PROVIDED TEXT:
══════════════════════════════
Contributor: Don’t Delay—Why Now Is the Time to Reengage Patients in Routine Cancer Screenings

Ignoring life-threatening, non–COVID-19 conditions for too long can turn one health crisis into another. Now is the time to resume cancer screenings, like mammograms and colonoscopies, because early detection can be lifesaving.

A new patient engagement crisis is emerging nationwide. According to the Epic Health Research Network, routine cancer screenings decreased significantly throughout the United States from January to April 2020 due to elective procedures being delayed. During the height of the pandemic, breast cancer screening, for example, was considered an elective procedure so many mammograms were postponed or canceled. In fact, Epic noted that screenings specifically for breast and cervical cancers dropped by 94%, and colon cancer screenings dropped by 86%. If health systems don't address this new crisis, the rate of cancer deaths will likely see a major upswing.

National Cancer Institute Director Ned Sharpless, MD, hypothesized, “The pandemic could reverse the US streak in improved cancer mortality that has lasted more than 25 years.” As a result, health systems and providers need to use every possible tool in their arsenals to encourage screening and treatment for patients who may have delayed (and continue to delay) preventive and routine care. Luckily, there are a variety of patient engagement strategies that will help reengage patients.

Implement Targeted Outreach Campaigns

Hospitals and health systems can customize their communication efforts to ensure that all patients who qualify for screenings of various cancers are contacted via the channel that initiates activation. They should consider grading patients into risk categories and tailoring their communication plan to those risk strategies. The CDC, for example, suggests that certain patients should obtain earlier or increased screening, including:

  • Patients who have had, or have a close relative who has had, colorectal polyps or colorectal cancer.
  • Those who have an inflammatory bowel disease such as Crohn disease or ulcerative colitis.
══════════════════════════════
LISTED RECORDS:
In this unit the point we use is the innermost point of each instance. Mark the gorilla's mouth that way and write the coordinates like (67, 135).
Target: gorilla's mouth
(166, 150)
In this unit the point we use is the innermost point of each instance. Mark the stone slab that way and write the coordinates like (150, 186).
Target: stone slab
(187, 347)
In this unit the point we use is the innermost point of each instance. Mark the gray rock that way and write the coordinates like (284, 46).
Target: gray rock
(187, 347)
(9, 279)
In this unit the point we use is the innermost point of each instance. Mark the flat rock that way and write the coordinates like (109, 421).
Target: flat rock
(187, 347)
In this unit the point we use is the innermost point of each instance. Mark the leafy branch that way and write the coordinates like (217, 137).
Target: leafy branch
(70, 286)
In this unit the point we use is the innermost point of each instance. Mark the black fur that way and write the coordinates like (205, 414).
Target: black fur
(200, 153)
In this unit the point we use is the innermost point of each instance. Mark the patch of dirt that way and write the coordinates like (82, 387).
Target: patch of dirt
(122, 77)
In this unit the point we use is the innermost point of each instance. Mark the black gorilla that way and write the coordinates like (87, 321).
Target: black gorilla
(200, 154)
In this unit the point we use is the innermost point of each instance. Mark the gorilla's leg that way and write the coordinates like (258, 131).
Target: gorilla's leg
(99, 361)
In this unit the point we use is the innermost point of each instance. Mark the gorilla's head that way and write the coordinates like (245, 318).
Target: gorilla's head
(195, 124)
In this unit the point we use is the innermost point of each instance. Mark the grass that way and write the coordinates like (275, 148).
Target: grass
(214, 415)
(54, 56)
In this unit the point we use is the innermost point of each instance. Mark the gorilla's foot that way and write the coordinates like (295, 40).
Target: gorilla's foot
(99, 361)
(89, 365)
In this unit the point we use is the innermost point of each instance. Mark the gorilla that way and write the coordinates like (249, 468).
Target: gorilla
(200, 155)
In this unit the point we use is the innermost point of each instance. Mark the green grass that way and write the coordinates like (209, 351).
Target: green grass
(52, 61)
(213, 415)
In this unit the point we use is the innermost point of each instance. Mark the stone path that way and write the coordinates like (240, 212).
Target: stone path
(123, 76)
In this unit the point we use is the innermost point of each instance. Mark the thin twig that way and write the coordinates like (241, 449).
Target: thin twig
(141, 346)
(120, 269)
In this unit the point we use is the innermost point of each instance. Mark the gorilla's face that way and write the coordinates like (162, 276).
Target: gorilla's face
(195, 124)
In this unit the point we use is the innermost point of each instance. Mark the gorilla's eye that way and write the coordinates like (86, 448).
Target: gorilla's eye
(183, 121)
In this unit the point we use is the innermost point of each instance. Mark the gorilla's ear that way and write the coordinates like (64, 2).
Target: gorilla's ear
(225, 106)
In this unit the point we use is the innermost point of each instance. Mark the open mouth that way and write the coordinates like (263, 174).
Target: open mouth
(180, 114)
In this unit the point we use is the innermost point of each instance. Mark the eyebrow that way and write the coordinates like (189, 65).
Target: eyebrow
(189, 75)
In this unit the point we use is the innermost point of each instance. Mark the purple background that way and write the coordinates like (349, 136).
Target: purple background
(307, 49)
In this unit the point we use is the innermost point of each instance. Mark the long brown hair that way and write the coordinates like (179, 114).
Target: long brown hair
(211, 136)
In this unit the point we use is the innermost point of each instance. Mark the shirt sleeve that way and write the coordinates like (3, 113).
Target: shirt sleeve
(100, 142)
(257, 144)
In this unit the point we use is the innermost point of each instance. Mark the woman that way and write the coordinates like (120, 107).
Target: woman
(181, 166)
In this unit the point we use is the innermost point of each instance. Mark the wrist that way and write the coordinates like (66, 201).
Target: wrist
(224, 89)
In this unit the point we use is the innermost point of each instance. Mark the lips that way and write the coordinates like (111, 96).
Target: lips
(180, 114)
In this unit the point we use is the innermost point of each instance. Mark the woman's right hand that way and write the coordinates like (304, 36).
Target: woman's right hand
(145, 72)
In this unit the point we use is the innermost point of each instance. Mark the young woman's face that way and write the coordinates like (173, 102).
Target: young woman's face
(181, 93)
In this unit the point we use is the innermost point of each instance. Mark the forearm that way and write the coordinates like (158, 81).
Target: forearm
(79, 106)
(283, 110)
══════════════════════════════
WHAT YOU NEED TO DO:
• a. According to the cancer screening article, why were many mammograms postponed or canceled during the height of the pandemic? Answer in one to three sentences.
• b. Return the passage of the cancer screening article that begins at the words "Contributor: Don’t Delay—Why" and stops after "can be lifesaving.".
• c. Name every organization mentioned in the cancer screening article.

EXERCISE SOLUTIONS:
• a. During the height of the pandemic, breast cancer screening was considered an elective procedure. Elective procedures were being delayed, so many mammograms were postponed or canceled.

• b.
Contributor: Don’t Delay—Why Now Is the Time to Reengage Patients in Routine Cancer Screenings

Ignoring life-threatening, non–COVID-19 conditions for too long can turn one health crisis into another. Now is the time to resume cancer screenings, like mammograms and colonoscopies, because early detection can be lifesaving.

• c.
Epic Health Research Network
National Cancer Institute
CDC